[EXCERPTED PASSAGE]
— start —

Text: Hebrews 11:12-12:4
Theme: Great Cloud of Witnesses


Outline
1.    Running the race of faith
2.    Cheered on by Patriarchs and Saints before us
3.    Focused on JC


Sermon


Grace, mercy, and peace, be to you from God our Father, and our Lord and Savior, Jesus Christ.


My dear beloved flock, the text for our meditation today is the book of Hebrews chapter eleven verse twelve through twelve verse four.


Boys and girls, I pray that you are doing well today. Have you ever run a race? I know that you love to run as fast as you can as much as you can. Whether it be on your scooters, bikes, cars, boats, or feet and legs, you enjoy going superfast. When we win the race, we feel awesome and special. When we lose the race, we feel sad. We are happy when we run, but sad that we did not win. When you run, you have your moms and dads, grandmas and grandpas, friends and others cheering you along from the sidelines. They support you as you run the race to the very end. We see similar in our text for today. The race that we run is the race of life. The goal is what Jesus has won for us by His death and resurrection from the dead. We have a great cloud cheering us on, the saints of old. How do they cheer us one? How can we run all the way to the end steadfast in faith? Ponder those questions as you hear the rest of the sermon. You may go back to your seats and those who love you.

— end —

[PROVIDED MATERIAL]
— start —

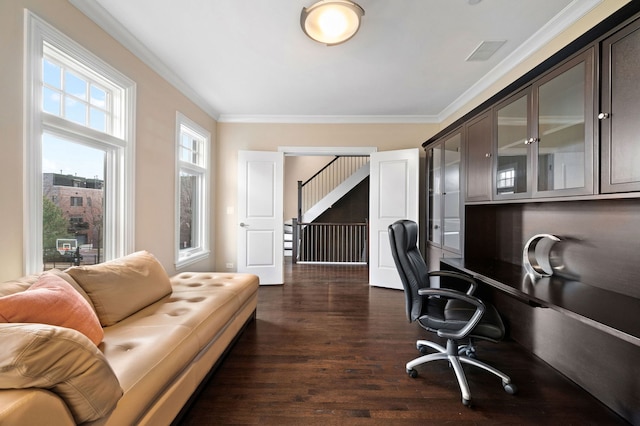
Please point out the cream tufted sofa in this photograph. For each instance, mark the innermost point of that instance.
(149, 361)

— end —

[WHAT IS REQUIRED] Update the sermon between "Text: Hebrews 11:12-12:4" and "Savior, Jesus Christ.", inclusive, writing that stretch out again with "Savior" swapped for "Redeemer".

[EXPECTED OUTPUT]
Text: Hebrews 11:12-12:4
Theme: Great Cloud of Witnesses


Outline
1.    Running the race of faith
2.    Cheered on by Patriarchs and Saints before us
3.    Focused on JC


Sermon


Grace, mercy, and peace, be to you from God our Father, and our Lord and Redeemer, Jesus Christ.